● ACTIVITY
Continue the passage about paying household bills from a brokerage account, picking up after its last sentence.

● EXERCISE TEXT
⟨

With the run-up in stock prices since the beginning of 2013, I've been much more selective when making additional investments over the past six months. This means we have a lot of cash ready to deploy but not much more invested than we had at the end of 2012. I've been somewhat frustrated because most of the names on my watch list are trading far above the price I'm willing to pay for them. I guess I need to remain patient.
One thing I did notice, however, is that the amount already invested is making a subtle difference in our cash flow. We try to put as many purchases as possible on our credit cards, so we can take advantage of the 2-5% cash back. However several of our utility bills can't be paid by credit card (without tacking on enormous "service fees" which wipe out the cash back and then some). Therefore I pay all of these using the bill payment service in our brokerage account. These bills include electricity, water, sewer, and natural gas.

⟩

● EXTRACTED RECORDS

⟨

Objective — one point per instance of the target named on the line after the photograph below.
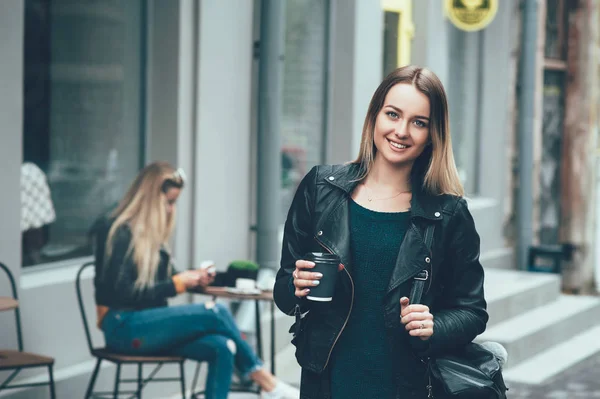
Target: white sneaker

⟩
⟨

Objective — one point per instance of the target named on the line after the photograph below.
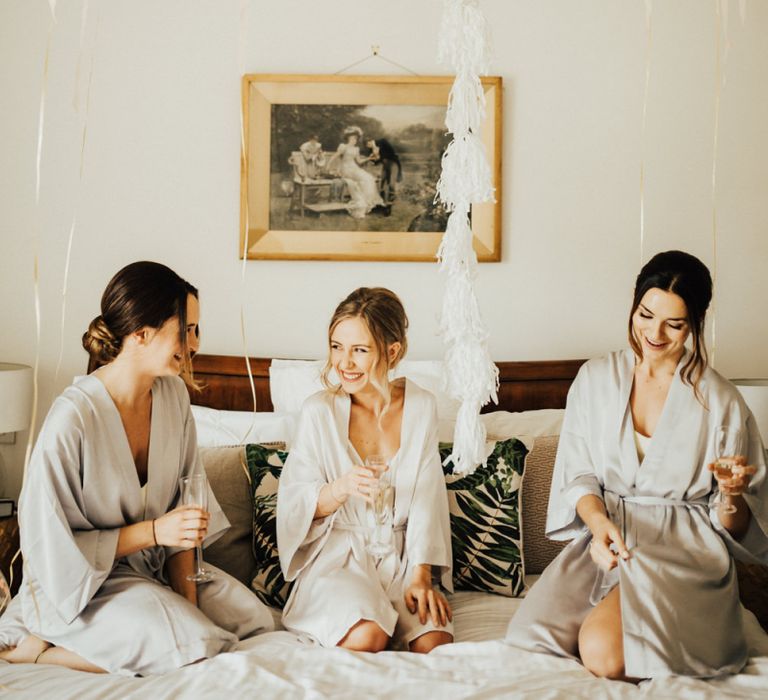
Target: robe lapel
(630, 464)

⟩

● EXERCISE RESULT
Our brokerage account is also where dividends accumulate from our investments. I noticed that the amount of dividends received year-to-date exceeds the amount we've paid out to the utility companies from the brokerage account. So you could say that our passive investing has allowed us to cover our basic utility expenses on an ongoing basis. Not a huge milestone, but certainly not a bad thing either.
If/when the prices of some stocks fall back to more reasonable levels, we'll be willing buyers. I'm looking forward to the opportunity to deploy more of our cash and boost our future cash flow.